יג וַיֹּאמֶר מִיכָה--עַתָּה יָדַעְתִּי, כִּי-יֵיטִיב ה׳ לִיכִּי הָיָה-לִי הַלֵּוִי, לְכֹהֵן.  {פ}
13 Alors Mikha dit : "Je suis assuré maintenant que D.ieu  me fera du bien, puisque j’ai pu avoir un Lévi pour prêtre."

Comment décrire ou qualifier la relation entre Mikha et ce Lévi ?

Il y a quelque chose de contradictoire dans cette relation. D’un côté, Mikha considère le Lévi comme son « père » et son « prêtre ». Mais d’un autre côté, c’est lui qui le nourrit, qui s’occupe de lui, il a donc une relation de supériorité sur ce prêtre qui, dit le texte, fut traité « comme l’un de ses enfants »…

Résumons. Ce Lévi est un homme qui est parti de là où il habitait, qui ne sait pas où aller, il est étranger. Et là, une personne, Mikha, l’accueille, lui donne un endroit où s’installer, un travail, une place dans la société…

Qu’est-ce que cela vous rappelle ?

Eh bien, c’est Moché et Yitro. Moché aussi n’avait pas où aller, il était en fuite de son pays, l’Egypte. Et là, Yitro l’a accueilli, lui a donné du travail, une femme, une place…

Mais les ressemblances ne s’arrêtent pas là. La manière dont le texte exprime le consentement du Lévi à rester auprès de Mikha est plutôt rare (Choftim 17:11) :
וַיּוֹאֶל הַלֵּוִי לָשֶׁבֶת אֶת-הָאִישׁ; וַיְהִי הַנַּעַר לוֹ, כְּאַחַד מִבָּנָיו.
Le Lévi consentit à demeurer chez cet homme ; le jeune Lévi fut pour lui comme l’un de ses enfants.
Cette manière d’indiquer le consentement n’apparaît qu’une seule autre fois dans le Tanakh. L’autre fois, c’est lorsque Moché consent à rester chez son beau-père (Chémot 2:21) :
וַיּוֹאֶל מֹשֶׁה לָשֶׁבֶת אֶת-הָאִישׁ; וַיִּתֵּן אֶת-צִפֹּרָה בִתּוֹ, לְמֹשֶׁה.
Moché consentit à demeurer chez cet homme ; il donna [en mariage] Tsipora sa fille à Moché.
Quelle est la relation entre Moché et Yitro ? Qui joue le rôle du père, et qui joue celui de l’enfant ?
On retrouve aussi une ambivalence dans la relation entre Moché et Yitro. En effet, d’un côté, c’est Yitro qui accueille, nourrit, s’occupe de Moché. Mais d’un autre côté, c’est Moché qui reçoit la révélation divine, c’est lui qui devient le "prêtre", en quelques sortes, de D.ieu. En ce sens, il a une position de supériorité vis-à-vis de Yitro.

En conclusion, l’épisode de Lévi avec Mikha est une sorte de ‘remake’ de l’histoire de Moché chez Yitro.

Ce paragraphe se termine aussi par le même « refrain » :

א בַּיָּמִים הָהֵם, אֵין מֶלֶךְ בְּיִשְׂרָאֵל (...)

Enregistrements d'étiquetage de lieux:

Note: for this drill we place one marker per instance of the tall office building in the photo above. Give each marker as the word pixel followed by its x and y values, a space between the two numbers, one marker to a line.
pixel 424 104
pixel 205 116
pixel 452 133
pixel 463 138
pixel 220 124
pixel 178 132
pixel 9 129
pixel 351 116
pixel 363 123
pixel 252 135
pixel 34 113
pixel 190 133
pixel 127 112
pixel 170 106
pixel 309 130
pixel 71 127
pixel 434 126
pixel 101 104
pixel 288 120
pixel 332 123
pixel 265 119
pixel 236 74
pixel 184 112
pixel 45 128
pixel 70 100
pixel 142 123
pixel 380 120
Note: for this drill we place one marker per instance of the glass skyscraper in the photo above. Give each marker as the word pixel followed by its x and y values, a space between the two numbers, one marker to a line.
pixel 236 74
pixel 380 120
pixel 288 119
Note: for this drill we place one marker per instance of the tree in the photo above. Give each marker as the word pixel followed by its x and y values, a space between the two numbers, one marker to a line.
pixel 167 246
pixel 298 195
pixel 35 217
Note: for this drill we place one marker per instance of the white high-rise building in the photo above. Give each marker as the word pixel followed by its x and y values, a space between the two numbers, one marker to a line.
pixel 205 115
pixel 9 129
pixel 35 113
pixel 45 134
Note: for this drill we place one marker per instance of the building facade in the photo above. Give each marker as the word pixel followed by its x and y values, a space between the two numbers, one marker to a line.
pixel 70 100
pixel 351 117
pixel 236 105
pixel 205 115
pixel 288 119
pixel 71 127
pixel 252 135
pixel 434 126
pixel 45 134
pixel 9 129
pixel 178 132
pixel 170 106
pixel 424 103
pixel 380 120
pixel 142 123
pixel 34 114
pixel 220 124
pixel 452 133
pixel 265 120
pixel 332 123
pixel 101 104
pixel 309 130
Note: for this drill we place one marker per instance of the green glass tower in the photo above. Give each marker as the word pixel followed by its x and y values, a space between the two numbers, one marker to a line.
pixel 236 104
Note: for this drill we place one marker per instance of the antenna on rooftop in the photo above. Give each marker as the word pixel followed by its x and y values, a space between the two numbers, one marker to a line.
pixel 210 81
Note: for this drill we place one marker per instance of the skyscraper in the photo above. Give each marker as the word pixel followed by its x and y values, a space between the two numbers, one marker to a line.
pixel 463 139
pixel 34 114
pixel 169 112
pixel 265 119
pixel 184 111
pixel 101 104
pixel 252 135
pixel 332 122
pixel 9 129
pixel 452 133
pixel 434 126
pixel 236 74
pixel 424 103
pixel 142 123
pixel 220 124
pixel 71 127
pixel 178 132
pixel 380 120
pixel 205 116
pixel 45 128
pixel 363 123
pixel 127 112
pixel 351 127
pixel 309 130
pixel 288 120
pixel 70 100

**OBJECTIF 1**.
Répondez à ces questions d'après le commentaire sur Mikha et le Lévi :
(a) De quel pays Moché était-il en fuite ?
(b) Combien d'autres fois la manière d'indiquer le consentement employée pour le Lévi apparaît-elle dans le Tanakh ?
(c) Comment s'appelle la fille donnée en mariage à Moché ?
**OBJECTIF 2**. Extrayez du commentaire sur Mikha et le Lévi, sans rien changer, le passage qui débute aux mots « Eh bien, c’est » et s'arrête après « לוֹ, כְּאַחַד מִבָּנָיו. ».

**RÉPONSE RÉDIGÉE 1**.
(a) L'Egypte.
(b) Une seule autre fois.
(c) Tsipora.

**RÉPONSE RÉDIGÉE 2**.
Eh bien, c’est Moché et Yitro. Moché aussi n’avait pas où aller, il était en fuite de son pays, l’Egypte. Et là, Yitro l’a accueilli, lui a donné du travail, une femme, une place…

Mais les ressemblances ne s’arrêtent pas là. La manière dont le texte exprime le consentement du Lévi à rester auprès de Mikha est plutôt rare (Choftim 17:11) :
וַיּוֹאֶל הַלֵּוִי לָשֶׁבֶת אֶת-הָאִישׁ; וַיְהִי הַנַּעַר לוֹ, כְּאַחַד מִבָּנָיו.